> WORK TO BE COMPLETED
The line containing "Using the image above, draw a bounding box around the gray" marks where to begin. Write out that line and every line after it exactly, through the last line below.

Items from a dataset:
BEGIN
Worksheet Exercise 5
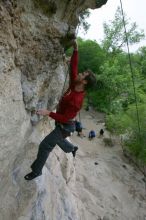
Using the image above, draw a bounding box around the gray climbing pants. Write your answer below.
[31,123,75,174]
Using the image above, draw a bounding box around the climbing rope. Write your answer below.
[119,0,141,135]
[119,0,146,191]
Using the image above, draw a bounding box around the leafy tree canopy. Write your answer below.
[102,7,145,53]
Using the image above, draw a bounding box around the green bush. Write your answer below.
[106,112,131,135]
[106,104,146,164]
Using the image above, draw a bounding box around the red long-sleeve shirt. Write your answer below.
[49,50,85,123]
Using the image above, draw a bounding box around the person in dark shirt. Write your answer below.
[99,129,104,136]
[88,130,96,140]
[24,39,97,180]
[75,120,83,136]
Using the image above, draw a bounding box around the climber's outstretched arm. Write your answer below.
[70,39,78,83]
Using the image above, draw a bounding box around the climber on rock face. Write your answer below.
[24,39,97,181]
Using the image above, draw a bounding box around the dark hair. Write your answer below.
END
> ANSWER SPACE
Using the image above, draw a bounding box around the gray climbing pants. Write your answer below.
[31,123,75,174]
Using the image above, draw a bounding box around the climbing rope. Write your answer below.
[119,0,141,135]
[119,0,146,191]
Using the image above, draw a bounding box around the leafy tree canopy. Write your answer below.
[102,7,145,53]
Using the image above, draw a bounding box around the green bush. Write your answer below.
[106,112,131,135]
[106,104,146,164]
Using the image above, draw a bounding box around the red long-sleeve shirt. Write your answer below.
[49,50,85,123]
Using the image above, draw a bounding box around the person in dark shirt. Write your answer below.
[99,129,104,136]
[88,130,96,140]
[24,39,97,180]
[75,120,83,136]
Using the image above, draw a bounding box around the climber's outstretched arm. Write your answer below.
[70,39,78,83]
Using the image above, draw a bounding box around the climber on rock face. Write your answer below.
[24,39,97,181]
Using the image above, draw a bounding box around the dark hair. Write your answer below.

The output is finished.